Supplied entries
****

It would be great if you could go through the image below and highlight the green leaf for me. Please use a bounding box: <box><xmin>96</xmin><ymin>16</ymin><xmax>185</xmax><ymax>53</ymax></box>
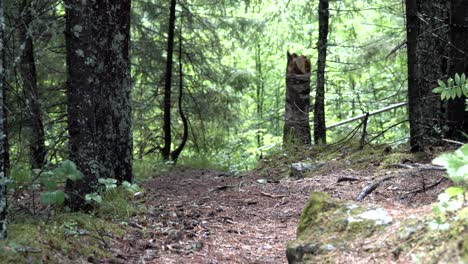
<box><xmin>456</xmin><ymin>86</ymin><xmax>463</xmax><ymax>98</ymax></box>
<box><xmin>440</xmin><ymin>89</ymin><xmax>449</xmax><ymax>101</ymax></box>
<box><xmin>432</xmin><ymin>87</ymin><xmax>444</xmax><ymax>93</ymax></box>
<box><xmin>53</xmin><ymin>160</ymin><xmax>83</xmax><ymax>181</ymax></box>
<box><xmin>445</xmin><ymin>187</ymin><xmax>465</xmax><ymax>198</ymax></box>
<box><xmin>85</xmin><ymin>193</ymin><xmax>102</xmax><ymax>204</ymax></box>
<box><xmin>40</xmin><ymin>190</ymin><xmax>65</xmax><ymax>205</ymax></box>
<box><xmin>455</xmin><ymin>73</ymin><xmax>461</xmax><ymax>85</ymax></box>
<box><xmin>122</xmin><ymin>181</ymin><xmax>142</xmax><ymax>193</ymax></box>
<box><xmin>98</xmin><ymin>178</ymin><xmax>117</xmax><ymax>190</ymax></box>
<box><xmin>437</xmin><ymin>80</ymin><xmax>447</xmax><ymax>89</ymax></box>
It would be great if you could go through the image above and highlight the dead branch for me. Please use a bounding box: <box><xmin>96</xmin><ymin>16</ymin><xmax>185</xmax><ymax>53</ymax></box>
<box><xmin>356</xmin><ymin>176</ymin><xmax>395</xmax><ymax>202</ymax></box>
<box><xmin>258</xmin><ymin>192</ymin><xmax>288</xmax><ymax>198</ymax></box>
<box><xmin>406</xmin><ymin>177</ymin><xmax>447</xmax><ymax>195</ymax></box>
<box><xmin>391</xmin><ymin>163</ymin><xmax>445</xmax><ymax>171</ymax></box>
<box><xmin>336</xmin><ymin>176</ymin><xmax>359</xmax><ymax>183</ymax></box>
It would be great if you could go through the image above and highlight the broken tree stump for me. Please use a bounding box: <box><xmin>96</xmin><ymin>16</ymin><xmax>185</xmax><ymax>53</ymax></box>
<box><xmin>283</xmin><ymin>51</ymin><xmax>311</xmax><ymax>145</ymax></box>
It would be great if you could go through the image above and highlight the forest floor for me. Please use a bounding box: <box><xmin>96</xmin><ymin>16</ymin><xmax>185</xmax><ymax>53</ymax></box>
<box><xmin>109</xmin><ymin>160</ymin><xmax>450</xmax><ymax>264</ymax></box>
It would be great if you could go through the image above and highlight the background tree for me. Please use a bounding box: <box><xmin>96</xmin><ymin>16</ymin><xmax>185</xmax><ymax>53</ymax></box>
<box><xmin>18</xmin><ymin>0</ymin><xmax>46</xmax><ymax>169</ymax></box>
<box><xmin>0</xmin><ymin>0</ymin><xmax>8</xmax><ymax>239</ymax></box>
<box><xmin>314</xmin><ymin>0</ymin><xmax>330</xmax><ymax>144</ymax></box>
<box><xmin>65</xmin><ymin>0</ymin><xmax>133</xmax><ymax>210</ymax></box>
<box><xmin>161</xmin><ymin>0</ymin><xmax>177</xmax><ymax>160</ymax></box>
<box><xmin>406</xmin><ymin>0</ymin><xmax>468</xmax><ymax>151</ymax></box>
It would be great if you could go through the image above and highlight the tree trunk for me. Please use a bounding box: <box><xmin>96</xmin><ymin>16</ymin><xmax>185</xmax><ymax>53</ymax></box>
<box><xmin>65</xmin><ymin>0</ymin><xmax>133</xmax><ymax>210</ymax></box>
<box><xmin>161</xmin><ymin>0</ymin><xmax>177</xmax><ymax>160</ymax></box>
<box><xmin>406</xmin><ymin>0</ymin><xmax>423</xmax><ymax>151</ymax></box>
<box><xmin>314</xmin><ymin>0</ymin><xmax>330</xmax><ymax>144</ymax></box>
<box><xmin>283</xmin><ymin>52</ymin><xmax>311</xmax><ymax>146</ymax></box>
<box><xmin>171</xmin><ymin>29</ymin><xmax>188</xmax><ymax>163</ymax></box>
<box><xmin>0</xmin><ymin>0</ymin><xmax>8</xmax><ymax>239</ymax></box>
<box><xmin>406</xmin><ymin>0</ymin><xmax>449</xmax><ymax>151</ymax></box>
<box><xmin>19</xmin><ymin>0</ymin><xmax>46</xmax><ymax>169</ymax></box>
<box><xmin>446</xmin><ymin>0</ymin><xmax>468</xmax><ymax>136</ymax></box>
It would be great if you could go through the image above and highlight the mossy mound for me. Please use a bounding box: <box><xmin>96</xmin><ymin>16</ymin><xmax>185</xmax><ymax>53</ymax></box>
<box><xmin>286</xmin><ymin>193</ymin><xmax>391</xmax><ymax>263</ymax></box>
<box><xmin>0</xmin><ymin>213</ymin><xmax>125</xmax><ymax>263</ymax></box>
<box><xmin>393</xmin><ymin>213</ymin><xmax>468</xmax><ymax>264</ymax></box>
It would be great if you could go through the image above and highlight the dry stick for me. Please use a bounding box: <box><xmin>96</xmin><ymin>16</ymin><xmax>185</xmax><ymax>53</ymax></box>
<box><xmin>406</xmin><ymin>177</ymin><xmax>447</xmax><ymax>195</ymax></box>
<box><xmin>336</xmin><ymin>176</ymin><xmax>359</xmax><ymax>183</ymax></box>
<box><xmin>442</xmin><ymin>138</ymin><xmax>465</xmax><ymax>145</ymax></box>
<box><xmin>359</xmin><ymin>113</ymin><xmax>369</xmax><ymax>150</ymax></box>
<box><xmin>356</xmin><ymin>176</ymin><xmax>395</xmax><ymax>202</ymax></box>
<box><xmin>258</xmin><ymin>192</ymin><xmax>288</xmax><ymax>198</ymax></box>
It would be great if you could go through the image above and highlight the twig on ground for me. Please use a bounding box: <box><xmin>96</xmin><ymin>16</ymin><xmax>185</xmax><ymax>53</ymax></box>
<box><xmin>442</xmin><ymin>138</ymin><xmax>465</xmax><ymax>146</ymax></box>
<box><xmin>336</xmin><ymin>176</ymin><xmax>359</xmax><ymax>183</ymax></box>
<box><xmin>356</xmin><ymin>176</ymin><xmax>395</xmax><ymax>202</ymax></box>
<box><xmin>258</xmin><ymin>192</ymin><xmax>288</xmax><ymax>198</ymax></box>
<box><xmin>406</xmin><ymin>177</ymin><xmax>447</xmax><ymax>195</ymax></box>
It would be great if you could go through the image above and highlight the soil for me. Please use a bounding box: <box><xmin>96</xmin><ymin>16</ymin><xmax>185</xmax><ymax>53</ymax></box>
<box><xmin>109</xmin><ymin>165</ymin><xmax>450</xmax><ymax>264</ymax></box>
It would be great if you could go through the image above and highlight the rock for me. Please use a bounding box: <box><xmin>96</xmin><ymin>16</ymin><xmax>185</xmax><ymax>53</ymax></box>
<box><xmin>289</xmin><ymin>162</ymin><xmax>325</xmax><ymax>179</ymax></box>
<box><xmin>286</xmin><ymin>193</ymin><xmax>392</xmax><ymax>263</ymax></box>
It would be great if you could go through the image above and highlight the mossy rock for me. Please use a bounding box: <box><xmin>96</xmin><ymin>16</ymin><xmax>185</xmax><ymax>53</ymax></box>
<box><xmin>286</xmin><ymin>193</ymin><xmax>391</xmax><ymax>263</ymax></box>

****

Work required
Convert the material above, from the line containing "highlight the soil" through the end of the material, into a JSON list of strings with one string per line, leaving out blank lines.

Result of this task
[
  "It would be great if you could go through the image above and highlight the soil for me. Please use a bounding box: <box><xmin>96</xmin><ymin>16</ymin><xmax>185</xmax><ymax>53</ymax></box>",
  "<box><xmin>109</xmin><ymin>165</ymin><xmax>450</xmax><ymax>264</ymax></box>",
  "It would be great if you could go through the image above and highlight the rock for me. Please use a bounding box: <box><xmin>96</xmin><ymin>16</ymin><xmax>185</xmax><ymax>53</ymax></box>",
  "<box><xmin>289</xmin><ymin>162</ymin><xmax>325</xmax><ymax>179</ymax></box>",
  "<box><xmin>286</xmin><ymin>193</ymin><xmax>392</xmax><ymax>263</ymax></box>",
  "It would be great if you could go through the image above and highlight the mossy rock for me. Please use a bounding box: <box><xmin>96</xmin><ymin>16</ymin><xmax>185</xmax><ymax>53</ymax></box>",
  "<box><xmin>286</xmin><ymin>193</ymin><xmax>391</xmax><ymax>263</ymax></box>"
]